Natural language region descriptions:
*** Block opens ***

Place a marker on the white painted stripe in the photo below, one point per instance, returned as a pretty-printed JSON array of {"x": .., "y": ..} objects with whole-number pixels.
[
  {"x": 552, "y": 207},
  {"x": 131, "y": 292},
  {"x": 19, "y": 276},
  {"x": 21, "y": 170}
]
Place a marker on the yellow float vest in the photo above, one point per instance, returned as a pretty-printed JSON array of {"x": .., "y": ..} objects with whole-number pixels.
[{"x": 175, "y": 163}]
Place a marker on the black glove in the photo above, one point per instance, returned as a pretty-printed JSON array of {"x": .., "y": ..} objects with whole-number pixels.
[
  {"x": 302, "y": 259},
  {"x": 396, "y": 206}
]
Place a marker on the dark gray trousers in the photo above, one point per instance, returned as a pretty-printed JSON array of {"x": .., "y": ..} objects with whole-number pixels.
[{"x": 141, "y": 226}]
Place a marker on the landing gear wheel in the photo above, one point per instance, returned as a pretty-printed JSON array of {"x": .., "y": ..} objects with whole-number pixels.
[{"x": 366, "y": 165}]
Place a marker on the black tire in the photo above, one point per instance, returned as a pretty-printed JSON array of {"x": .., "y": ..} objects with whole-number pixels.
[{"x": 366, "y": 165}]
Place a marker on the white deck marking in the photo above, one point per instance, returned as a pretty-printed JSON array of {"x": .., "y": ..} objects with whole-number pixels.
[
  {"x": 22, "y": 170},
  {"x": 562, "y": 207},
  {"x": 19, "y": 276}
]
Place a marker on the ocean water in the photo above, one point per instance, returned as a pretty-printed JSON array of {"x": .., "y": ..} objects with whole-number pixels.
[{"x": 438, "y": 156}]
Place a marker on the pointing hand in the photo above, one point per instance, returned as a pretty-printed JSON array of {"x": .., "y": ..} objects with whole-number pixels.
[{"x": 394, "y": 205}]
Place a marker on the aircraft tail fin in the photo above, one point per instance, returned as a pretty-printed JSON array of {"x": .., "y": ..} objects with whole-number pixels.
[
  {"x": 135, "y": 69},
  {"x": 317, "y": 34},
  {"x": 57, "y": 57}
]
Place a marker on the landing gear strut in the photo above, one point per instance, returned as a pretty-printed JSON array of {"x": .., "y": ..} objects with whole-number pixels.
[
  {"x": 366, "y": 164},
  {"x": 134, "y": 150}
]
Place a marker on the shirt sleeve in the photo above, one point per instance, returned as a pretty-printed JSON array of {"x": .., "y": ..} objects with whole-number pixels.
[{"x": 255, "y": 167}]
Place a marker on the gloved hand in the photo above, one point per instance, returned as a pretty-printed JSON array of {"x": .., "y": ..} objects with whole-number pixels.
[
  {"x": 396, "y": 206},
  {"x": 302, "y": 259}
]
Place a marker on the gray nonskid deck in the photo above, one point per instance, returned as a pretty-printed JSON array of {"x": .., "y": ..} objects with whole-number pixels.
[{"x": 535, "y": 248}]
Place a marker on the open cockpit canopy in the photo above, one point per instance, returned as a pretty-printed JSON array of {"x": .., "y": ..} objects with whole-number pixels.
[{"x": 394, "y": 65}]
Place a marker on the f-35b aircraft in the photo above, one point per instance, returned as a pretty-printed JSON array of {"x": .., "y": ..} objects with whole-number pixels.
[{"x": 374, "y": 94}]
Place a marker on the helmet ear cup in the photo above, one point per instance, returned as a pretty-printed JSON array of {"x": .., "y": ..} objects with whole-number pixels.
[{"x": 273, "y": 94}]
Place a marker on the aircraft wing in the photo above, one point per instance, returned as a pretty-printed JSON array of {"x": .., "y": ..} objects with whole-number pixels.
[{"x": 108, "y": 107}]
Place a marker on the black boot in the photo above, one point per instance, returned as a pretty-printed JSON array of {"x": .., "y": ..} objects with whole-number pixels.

*** Block closes ***

▶ _YOUR TASK_:
Could the data above be set down exactly, in full?

▶ _SOLUTION TO THIS TASK_:
Place a marker on the white painted stripe in the photo below, one point per instance, returned as a pretty-printed JSON array of {"x": .., "y": ..} objects with whole-number pixels.
[
  {"x": 552, "y": 207},
  {"x": 131, "y": 292},
  {"x": 19, "y": 276},
  {"x": 21, "y": 170}
]
Place a marker on the yellow float vest in the photo above, one point per instance, returned as a pretty-printed JSON array of {"x": .., "y": ..} objects with whole-number pixels.
[{"x": 175, "y": 163}]
Place a marker on the black glove in the photo above, one point per instance, returned as a pretty-printed JSON array of {"x": .., "y": ..} objects with whole-number pixels.
[
  {"x": 302, "y": 259},
  {"x": 396, "y": 206}
]
Place a marker on the dark gray trousers in the photo above, one point per instance, returned as a pretty-printed JSON array of {"x": .., "y": ..} objects with whole-number pixels.
[{"x": 141, "y": 226}]
Place a marker on the landing gear wheel in the photo above, one point per instance, returned as a pretty-printed JSON array of {"x": .., "y": ..} objects with whole-number pixels.
[{"x": 366, "y": 165}]
Place a marker on the black tire in the photo above, one point per instance, returned as a pretty-printed JSON array of {"x": .., "y": ..} objects with whole-number pixels.
[{"x": 366, "y": 165}]
Place a marker on the white deck marking in the photo above, one point per instance, returned as a pretty-printed JSON array of {"x": .., "y": ..} objects with whole-number pixels.
[
  {"x": 22, "y": 170},
  {"x": 562, "y": 207},
  {"x": 19, "y": 276}
]
Place a marker on the ocean water in the photo above, one point per instance, returned as a pretty-printed JSON array of {"x": .., "y": ..} objects with whole-number pixels.
[{"x": 438, "y": 156}]
Place a marker on the pointing hand in the photo above, one point per instance, returned as a pretty-printed JSON array of {"x": .., "y": ..} objects with whole-number pixels.
[{"x": 394, "y": 205}]
Place a marker on the aircraft tail fin in the photo above, one point per instance, returned as a pretty-printed JSON array of {"x": .., "y": ..} objects with whole-number pixels.
[
  {"x": 135, "y": 69},
  {"x": 317, "y": 34},
  {"x": 57, "y": 57}
]
Place a marker on the landing gear strut in the photo above, one point per instance, returned as a pretty-printed JSON array of {"x": .., "y": ..} objects with whole-number pixels.
[
  {"x": 366, "y": 164},
  {"x": 134, "y": 150}
]
Place a marker on the shirt sleeve in the photo above, one point per instance, returned as a pretty-printed JSON array of {"x": .., "y": ..} objects with whole-number pixels.
[{"x": 255, "y": 167}]
Place a marker on the gloved hand in the photo above, one point per instance, returned as a pretty-printed JSON array of {"x": .., "y": ..} objects with whole-number pixels.
[
  {"x": 396, "y": 206},
  {"x": 302, "y": 259}
]
Place a marker on the gray nonskid deck in the photo above, one point per instance, returned as a pretty-printed JSON array of {"x": .., "y": ..} objects with whole-number pixels.
[{"x": 535, "y": 248}]
Place a marker on the open cockpit canopy in the photo above, one point per instance, returned as a pretty-printed JSON array of {"x": .., "y": ..} objects with whole-number pixels.
[{"x": 394, "y": 65}]
Place a marker on the f-35b aircraft in the photo above, one point per instance, returned as a pretty-printed JSON array of {"x": .., "y": ..} objects with whole-number pixels.
[{"x": 374, "y": 94}]
Place a marker on the helmet ear cup in the photo above, one point per instance, returned as a pretty-printed JSON array of {"x": .., "y": ..} objects with whole-number pixels.
[{"x": 273, "y": 94}]
Place a marker on the aircraft wing in the photo above, one point per instance, returned as a pretty-printed JSON array of {"x": .., "y": ..} objects with whole-number pixels.
[{"x": 108, "y": 107}]
Place a marker on the black boot in the photo above, one point per instance, returned as a pretty-printed JSON array of {"x": .., "y": ..} objects with whole-number pixels.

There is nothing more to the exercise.